> _Your objective_
Transcribe the records below. Leave every word as it is.

===== Data in this exercise =====

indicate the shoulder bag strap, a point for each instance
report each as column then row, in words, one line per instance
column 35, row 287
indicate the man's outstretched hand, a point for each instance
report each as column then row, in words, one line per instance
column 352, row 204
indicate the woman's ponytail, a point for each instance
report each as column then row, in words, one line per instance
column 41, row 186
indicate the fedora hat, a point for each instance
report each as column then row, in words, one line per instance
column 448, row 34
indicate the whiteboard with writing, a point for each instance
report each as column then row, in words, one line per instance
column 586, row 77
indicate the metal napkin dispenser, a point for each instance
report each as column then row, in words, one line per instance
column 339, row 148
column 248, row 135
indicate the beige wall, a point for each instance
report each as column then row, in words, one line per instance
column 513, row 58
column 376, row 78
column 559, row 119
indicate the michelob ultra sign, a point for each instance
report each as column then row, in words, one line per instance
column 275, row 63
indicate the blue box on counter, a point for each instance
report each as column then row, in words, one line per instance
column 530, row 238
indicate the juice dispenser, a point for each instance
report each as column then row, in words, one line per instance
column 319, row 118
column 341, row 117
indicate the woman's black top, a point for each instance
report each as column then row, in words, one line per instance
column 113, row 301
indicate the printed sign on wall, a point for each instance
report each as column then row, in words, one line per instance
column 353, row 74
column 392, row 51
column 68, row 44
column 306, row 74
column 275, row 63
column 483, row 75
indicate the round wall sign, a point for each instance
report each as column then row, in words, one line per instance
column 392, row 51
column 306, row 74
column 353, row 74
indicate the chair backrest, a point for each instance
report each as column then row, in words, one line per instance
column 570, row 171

=====

> _Response below_
indicate the shoulder bag strap, a point for each instance
report each as column then row, in words, one line per instance
column 35, row 287
indicate the man's outstretched hand, a point for each instance
report each as column then row, in words, one line per instance
column 352, row 204
indicate the woman's ponytail, a point for each instance
report each as column then row, in words, one line per instance
column 41, row 186
indicate the fedora hat, a point for each instance
report each as column then row, in words, one line per instance
column 448, row 34
indicate the whiteboard with writing, a point for each instance
report each as column then row, in words, one line per instance
column 586, row 77
indicate the metal napkin dispenser, a point for each instance
report each as column then row, in words, one line per instance
column 339, row 148
column 248, row 135
indicate the beige wall, a point for each instance
report each as column then row, in words, one line per instance
column 513, row 58
column 376, row 78
column 559, row 119
indicate the michelob ultra sign, a point for each instance
report each as column then row, in words, one line per instance
column 275, row 63
indicate the blue box on counter, a point for each instance
report each as column then row, in words, one line per instance
column 530, row 238
indicate the juice dispenser, a point for each instance
report each as column then row, in words, one line per instance
column 319, row 118
column 341, row 117
indicate the woman's black top, a point for each instance
report each as column then row, in words, one line per instance
column 113, row 301
indicate the printed sign on wall, a point for each instance
report each as column then row, in words, one line per instance
column 353, row 74
column 392, row 51
column 68, row 44
column 306, row 74
column 275, row 63
column 483, row 75
indicate the round wall sign, a point for each instance
report each as column then row, in words, one line per instance
column 392, row 51
column 306, row 74
column 353, row 74
indicate the chair backrest, a point for each instance
report each as column then row, in words, one line per instance
column 570, row 171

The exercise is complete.